▶ [EXERCISE DETAILS]: In the listing below, set out as a numbered list every line from the one containing "Consider the photo above. For each instance of the crowd" through the end of the listing, leaving out any blank lines.

▶ [DATASET ROWS]:
## begin
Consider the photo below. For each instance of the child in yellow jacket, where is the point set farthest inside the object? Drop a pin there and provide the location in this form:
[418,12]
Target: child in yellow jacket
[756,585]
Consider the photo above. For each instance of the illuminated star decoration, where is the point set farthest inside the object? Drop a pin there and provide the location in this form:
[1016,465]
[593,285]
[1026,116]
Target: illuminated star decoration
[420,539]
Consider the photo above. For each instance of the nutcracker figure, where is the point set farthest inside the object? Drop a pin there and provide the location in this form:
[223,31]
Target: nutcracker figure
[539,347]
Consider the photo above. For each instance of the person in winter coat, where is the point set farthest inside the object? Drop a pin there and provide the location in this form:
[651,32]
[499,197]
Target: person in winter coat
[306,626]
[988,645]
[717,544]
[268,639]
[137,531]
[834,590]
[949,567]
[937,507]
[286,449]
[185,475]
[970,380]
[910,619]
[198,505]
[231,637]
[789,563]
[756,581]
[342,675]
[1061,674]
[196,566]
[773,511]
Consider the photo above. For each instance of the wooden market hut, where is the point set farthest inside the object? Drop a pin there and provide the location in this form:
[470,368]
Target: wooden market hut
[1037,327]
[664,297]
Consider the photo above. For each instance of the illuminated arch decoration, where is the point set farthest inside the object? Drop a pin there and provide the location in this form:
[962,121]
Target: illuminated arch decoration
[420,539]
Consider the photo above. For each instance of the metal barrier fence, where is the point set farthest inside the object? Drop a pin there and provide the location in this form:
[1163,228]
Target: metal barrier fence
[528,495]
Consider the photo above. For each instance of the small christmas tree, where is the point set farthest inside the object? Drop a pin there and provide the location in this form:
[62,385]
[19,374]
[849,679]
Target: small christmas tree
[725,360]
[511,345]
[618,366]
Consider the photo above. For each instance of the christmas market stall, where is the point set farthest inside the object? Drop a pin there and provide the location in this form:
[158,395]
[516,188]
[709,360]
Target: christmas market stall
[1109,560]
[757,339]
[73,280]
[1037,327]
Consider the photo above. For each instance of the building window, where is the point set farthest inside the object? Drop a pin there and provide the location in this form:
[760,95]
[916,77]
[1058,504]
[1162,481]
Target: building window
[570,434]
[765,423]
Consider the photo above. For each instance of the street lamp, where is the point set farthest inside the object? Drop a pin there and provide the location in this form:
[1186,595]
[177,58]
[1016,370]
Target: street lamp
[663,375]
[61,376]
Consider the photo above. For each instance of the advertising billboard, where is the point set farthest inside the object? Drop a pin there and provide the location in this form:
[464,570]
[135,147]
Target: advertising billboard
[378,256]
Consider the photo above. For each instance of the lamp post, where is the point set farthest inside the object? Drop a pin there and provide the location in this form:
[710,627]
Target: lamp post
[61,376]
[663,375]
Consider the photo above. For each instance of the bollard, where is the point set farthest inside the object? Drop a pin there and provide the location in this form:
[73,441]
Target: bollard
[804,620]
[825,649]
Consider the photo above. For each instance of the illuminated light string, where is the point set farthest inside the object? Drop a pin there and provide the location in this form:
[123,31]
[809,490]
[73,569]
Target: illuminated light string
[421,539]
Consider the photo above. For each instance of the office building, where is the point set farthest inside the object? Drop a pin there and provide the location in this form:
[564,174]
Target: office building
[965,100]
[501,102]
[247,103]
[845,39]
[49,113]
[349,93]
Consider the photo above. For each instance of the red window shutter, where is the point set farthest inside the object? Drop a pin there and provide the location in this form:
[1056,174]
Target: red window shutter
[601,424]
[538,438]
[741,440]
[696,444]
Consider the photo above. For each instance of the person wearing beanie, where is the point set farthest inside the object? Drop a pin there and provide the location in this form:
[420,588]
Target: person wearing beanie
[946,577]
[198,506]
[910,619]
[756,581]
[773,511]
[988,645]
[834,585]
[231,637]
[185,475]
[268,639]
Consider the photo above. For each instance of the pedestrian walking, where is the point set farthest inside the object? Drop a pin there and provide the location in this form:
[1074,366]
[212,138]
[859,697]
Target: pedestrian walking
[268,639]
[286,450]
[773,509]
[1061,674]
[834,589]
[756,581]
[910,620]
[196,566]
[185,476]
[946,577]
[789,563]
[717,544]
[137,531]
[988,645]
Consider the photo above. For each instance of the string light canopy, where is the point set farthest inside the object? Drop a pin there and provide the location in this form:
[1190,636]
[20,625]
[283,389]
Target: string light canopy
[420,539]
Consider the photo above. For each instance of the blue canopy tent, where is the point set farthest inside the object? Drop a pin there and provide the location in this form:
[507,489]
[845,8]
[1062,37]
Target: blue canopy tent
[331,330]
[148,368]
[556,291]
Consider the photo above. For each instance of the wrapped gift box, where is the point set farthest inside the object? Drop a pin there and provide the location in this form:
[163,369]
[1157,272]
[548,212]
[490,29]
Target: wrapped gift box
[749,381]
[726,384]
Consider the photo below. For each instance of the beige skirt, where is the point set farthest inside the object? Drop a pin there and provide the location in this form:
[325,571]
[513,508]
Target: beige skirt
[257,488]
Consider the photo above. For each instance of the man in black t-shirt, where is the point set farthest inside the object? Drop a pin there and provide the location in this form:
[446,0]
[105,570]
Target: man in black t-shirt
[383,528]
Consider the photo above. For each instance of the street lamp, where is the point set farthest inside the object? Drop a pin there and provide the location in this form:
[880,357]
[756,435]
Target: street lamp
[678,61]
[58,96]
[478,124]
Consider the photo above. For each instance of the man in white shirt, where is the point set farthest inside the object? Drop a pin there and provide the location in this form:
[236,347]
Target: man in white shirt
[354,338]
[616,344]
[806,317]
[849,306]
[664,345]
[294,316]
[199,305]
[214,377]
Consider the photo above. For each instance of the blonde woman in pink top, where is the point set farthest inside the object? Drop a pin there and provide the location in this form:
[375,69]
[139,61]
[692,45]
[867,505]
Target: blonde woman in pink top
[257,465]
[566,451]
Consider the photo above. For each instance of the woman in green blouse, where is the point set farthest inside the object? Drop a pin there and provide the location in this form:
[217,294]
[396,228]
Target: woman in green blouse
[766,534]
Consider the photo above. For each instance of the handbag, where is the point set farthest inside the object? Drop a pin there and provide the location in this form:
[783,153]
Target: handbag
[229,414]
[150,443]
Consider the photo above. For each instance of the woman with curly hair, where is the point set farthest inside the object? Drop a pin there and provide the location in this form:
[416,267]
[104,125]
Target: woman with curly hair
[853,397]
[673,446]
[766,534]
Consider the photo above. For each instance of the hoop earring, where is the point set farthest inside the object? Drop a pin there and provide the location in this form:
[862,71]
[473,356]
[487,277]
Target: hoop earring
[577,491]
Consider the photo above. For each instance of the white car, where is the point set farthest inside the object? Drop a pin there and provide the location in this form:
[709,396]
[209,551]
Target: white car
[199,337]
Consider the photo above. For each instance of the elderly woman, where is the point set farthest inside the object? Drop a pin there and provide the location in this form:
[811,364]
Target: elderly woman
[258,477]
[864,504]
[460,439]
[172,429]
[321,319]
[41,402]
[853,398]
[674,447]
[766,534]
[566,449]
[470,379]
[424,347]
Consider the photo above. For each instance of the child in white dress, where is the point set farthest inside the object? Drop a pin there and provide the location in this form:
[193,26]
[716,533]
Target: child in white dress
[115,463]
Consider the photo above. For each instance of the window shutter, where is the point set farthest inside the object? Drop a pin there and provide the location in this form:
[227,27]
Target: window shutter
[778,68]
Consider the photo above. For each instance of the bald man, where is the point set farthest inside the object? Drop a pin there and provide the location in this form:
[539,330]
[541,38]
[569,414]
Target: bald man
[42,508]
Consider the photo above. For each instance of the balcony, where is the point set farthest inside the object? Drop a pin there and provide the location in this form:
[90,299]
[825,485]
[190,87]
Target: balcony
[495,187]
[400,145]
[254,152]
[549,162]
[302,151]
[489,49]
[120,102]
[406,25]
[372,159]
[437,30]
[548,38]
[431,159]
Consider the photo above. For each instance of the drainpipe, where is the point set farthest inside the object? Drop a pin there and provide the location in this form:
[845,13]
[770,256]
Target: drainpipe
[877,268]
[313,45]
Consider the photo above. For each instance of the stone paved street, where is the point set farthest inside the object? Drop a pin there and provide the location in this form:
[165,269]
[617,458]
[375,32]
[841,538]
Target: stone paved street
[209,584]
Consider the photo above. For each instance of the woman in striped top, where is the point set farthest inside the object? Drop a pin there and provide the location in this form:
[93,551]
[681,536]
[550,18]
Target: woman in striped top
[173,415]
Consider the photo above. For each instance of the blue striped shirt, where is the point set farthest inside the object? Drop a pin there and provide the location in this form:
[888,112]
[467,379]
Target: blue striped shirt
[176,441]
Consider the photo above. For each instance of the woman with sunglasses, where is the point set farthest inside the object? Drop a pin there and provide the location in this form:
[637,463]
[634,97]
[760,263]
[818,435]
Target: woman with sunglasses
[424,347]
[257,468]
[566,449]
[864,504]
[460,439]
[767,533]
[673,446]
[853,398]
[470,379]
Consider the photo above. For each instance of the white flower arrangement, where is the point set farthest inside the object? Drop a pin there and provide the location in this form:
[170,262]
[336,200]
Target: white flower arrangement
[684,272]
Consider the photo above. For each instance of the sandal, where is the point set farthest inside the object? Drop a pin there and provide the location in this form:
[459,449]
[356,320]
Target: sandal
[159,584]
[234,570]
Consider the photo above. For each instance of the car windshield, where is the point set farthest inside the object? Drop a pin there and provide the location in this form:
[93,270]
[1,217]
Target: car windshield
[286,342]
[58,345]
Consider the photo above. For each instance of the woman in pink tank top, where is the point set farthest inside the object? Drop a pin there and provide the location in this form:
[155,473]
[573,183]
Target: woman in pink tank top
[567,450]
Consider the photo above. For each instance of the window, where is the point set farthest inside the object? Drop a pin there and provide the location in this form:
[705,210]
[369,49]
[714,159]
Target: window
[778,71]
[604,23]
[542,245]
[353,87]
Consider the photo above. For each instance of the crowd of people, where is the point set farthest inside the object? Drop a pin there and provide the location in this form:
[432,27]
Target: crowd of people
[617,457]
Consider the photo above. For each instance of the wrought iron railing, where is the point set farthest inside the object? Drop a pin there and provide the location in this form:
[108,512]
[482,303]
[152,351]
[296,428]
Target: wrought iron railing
## end
▶ [WRITTEN RESPONSE]:
1. Consider the photo above. For each instance of the crowd of people, where is the point set farthest inside the object? Drop a pin there and provide the location in this form:
2. [432,27]
3. Target: crowd of people
4. [617,457]
5. Consider the photo above. For each instance of the wrought iron railing, where is the point set farthest inside the object? Drop a pin there and provide the location in this form:
6. [108,512]
7. [482,303]
8. [152,351]
9. [296,428]
10. Target: wrought iron railing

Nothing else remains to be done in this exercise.